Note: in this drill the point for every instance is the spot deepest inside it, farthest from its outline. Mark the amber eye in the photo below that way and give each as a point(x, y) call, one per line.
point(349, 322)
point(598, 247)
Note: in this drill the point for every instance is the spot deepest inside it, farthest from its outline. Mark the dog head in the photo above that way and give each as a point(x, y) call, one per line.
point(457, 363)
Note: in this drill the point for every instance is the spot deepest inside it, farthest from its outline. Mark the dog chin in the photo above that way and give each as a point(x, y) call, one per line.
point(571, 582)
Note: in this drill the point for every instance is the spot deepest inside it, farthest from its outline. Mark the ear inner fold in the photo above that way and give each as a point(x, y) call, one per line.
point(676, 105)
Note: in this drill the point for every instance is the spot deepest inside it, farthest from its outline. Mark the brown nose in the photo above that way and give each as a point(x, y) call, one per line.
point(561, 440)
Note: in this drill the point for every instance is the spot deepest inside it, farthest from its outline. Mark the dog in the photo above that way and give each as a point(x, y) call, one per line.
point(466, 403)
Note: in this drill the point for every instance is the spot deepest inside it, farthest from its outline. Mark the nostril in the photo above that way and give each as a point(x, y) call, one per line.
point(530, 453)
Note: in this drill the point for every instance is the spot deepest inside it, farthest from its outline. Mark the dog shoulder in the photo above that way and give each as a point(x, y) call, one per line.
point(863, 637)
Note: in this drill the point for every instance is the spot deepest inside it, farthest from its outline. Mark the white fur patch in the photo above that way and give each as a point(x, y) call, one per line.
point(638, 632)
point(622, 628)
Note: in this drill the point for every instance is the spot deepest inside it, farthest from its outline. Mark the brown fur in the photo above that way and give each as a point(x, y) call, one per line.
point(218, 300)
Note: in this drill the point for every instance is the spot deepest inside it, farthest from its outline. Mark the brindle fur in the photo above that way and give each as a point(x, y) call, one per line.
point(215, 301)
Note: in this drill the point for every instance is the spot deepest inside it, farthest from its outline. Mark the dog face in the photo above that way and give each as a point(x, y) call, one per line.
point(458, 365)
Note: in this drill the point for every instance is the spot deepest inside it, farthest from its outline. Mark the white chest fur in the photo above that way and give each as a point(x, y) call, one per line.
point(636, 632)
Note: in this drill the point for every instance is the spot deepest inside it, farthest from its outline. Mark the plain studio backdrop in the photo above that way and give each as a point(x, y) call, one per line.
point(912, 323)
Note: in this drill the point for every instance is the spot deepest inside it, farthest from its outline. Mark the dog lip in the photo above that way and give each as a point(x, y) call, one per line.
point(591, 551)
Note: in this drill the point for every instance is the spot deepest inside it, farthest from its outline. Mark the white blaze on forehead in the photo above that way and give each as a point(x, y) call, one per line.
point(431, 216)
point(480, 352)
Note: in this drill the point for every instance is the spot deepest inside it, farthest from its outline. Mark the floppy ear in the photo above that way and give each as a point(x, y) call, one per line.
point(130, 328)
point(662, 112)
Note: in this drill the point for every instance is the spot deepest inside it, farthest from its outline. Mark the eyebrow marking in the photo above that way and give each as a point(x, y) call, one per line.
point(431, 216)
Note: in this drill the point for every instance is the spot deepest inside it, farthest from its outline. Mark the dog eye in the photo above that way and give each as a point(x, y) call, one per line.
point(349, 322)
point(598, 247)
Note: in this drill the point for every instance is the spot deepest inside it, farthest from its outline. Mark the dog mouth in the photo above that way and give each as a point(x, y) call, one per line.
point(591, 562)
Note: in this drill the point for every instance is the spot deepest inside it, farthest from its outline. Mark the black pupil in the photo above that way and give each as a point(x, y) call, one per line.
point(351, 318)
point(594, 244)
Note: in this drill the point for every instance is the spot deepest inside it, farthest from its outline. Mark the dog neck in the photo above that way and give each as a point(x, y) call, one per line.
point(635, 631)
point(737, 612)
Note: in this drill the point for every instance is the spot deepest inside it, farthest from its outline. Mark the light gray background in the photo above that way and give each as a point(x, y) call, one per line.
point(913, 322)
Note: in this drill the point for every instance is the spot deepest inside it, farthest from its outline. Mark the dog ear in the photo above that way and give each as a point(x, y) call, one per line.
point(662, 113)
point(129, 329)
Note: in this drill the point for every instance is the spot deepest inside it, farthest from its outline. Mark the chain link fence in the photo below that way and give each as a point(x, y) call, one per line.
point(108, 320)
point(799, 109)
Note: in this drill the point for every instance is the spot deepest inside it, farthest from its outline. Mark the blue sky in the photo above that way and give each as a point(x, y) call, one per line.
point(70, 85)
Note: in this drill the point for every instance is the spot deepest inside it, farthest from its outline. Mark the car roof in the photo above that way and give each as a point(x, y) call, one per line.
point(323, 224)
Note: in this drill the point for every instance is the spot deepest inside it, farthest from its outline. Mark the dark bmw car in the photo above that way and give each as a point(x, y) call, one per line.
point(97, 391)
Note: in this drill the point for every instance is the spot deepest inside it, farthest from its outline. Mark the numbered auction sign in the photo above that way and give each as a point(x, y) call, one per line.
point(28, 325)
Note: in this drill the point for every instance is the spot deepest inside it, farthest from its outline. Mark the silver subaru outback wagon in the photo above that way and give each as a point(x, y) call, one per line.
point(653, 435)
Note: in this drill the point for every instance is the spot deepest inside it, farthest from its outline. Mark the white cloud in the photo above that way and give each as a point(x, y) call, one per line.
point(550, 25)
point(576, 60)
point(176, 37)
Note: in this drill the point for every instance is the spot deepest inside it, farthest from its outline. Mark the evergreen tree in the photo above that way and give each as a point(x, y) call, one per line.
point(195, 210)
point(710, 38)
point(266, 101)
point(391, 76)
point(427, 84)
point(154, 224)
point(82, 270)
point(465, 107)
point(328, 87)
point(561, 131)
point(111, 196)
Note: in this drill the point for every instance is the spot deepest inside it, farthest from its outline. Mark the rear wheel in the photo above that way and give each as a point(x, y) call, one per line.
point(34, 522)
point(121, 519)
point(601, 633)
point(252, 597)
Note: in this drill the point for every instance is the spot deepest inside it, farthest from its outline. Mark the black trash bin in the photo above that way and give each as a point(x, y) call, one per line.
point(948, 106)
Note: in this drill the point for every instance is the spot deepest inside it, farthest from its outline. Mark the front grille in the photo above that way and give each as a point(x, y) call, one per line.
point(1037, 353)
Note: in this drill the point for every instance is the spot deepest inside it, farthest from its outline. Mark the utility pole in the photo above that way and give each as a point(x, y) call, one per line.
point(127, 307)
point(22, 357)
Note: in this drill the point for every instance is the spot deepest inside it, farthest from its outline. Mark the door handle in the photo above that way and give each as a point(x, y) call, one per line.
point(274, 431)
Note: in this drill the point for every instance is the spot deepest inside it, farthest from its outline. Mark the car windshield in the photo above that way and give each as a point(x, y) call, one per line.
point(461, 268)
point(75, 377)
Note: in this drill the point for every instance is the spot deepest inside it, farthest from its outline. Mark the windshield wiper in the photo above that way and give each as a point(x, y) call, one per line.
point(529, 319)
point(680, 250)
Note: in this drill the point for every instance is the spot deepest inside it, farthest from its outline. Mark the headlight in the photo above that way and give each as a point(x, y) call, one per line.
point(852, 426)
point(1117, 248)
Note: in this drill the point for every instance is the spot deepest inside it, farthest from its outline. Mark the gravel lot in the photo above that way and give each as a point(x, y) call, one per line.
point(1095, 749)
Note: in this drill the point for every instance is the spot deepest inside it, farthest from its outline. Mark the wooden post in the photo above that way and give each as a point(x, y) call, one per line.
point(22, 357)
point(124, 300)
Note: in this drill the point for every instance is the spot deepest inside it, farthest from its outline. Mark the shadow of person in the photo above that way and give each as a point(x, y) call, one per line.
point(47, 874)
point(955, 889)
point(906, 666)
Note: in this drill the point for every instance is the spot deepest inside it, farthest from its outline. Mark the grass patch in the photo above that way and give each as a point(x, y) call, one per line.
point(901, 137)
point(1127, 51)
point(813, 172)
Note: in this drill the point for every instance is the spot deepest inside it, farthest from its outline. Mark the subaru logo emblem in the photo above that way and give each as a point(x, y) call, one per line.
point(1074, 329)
^^^^^^^^^^^^^^^^
Prompt.
Could you write out the records word for word, starting with the first line and going on through the line with "point(571, 582)", that line included?

Exercise answer.
Note: in this drill the point for every instance is the spot deepest inside it, farthest from its outline. Mark the amber eye in the photo below that way and give each as a point(x, y) call, one per line.
point(349, 322)
point(598, 247)
Note: in this drill the point for every instance is the spot deepest inside it, farthest from its outline. Mark the dog head in the photo above that way and give each as a point(x, y) call, one per line.
point(457, 363)
Note: in this drill the point for every instance is the spot deepest inside it, farthest from its outline. Mark the dog chin in the photo above that way and give each as a point(x, y) call, one per line.
point(571, 582)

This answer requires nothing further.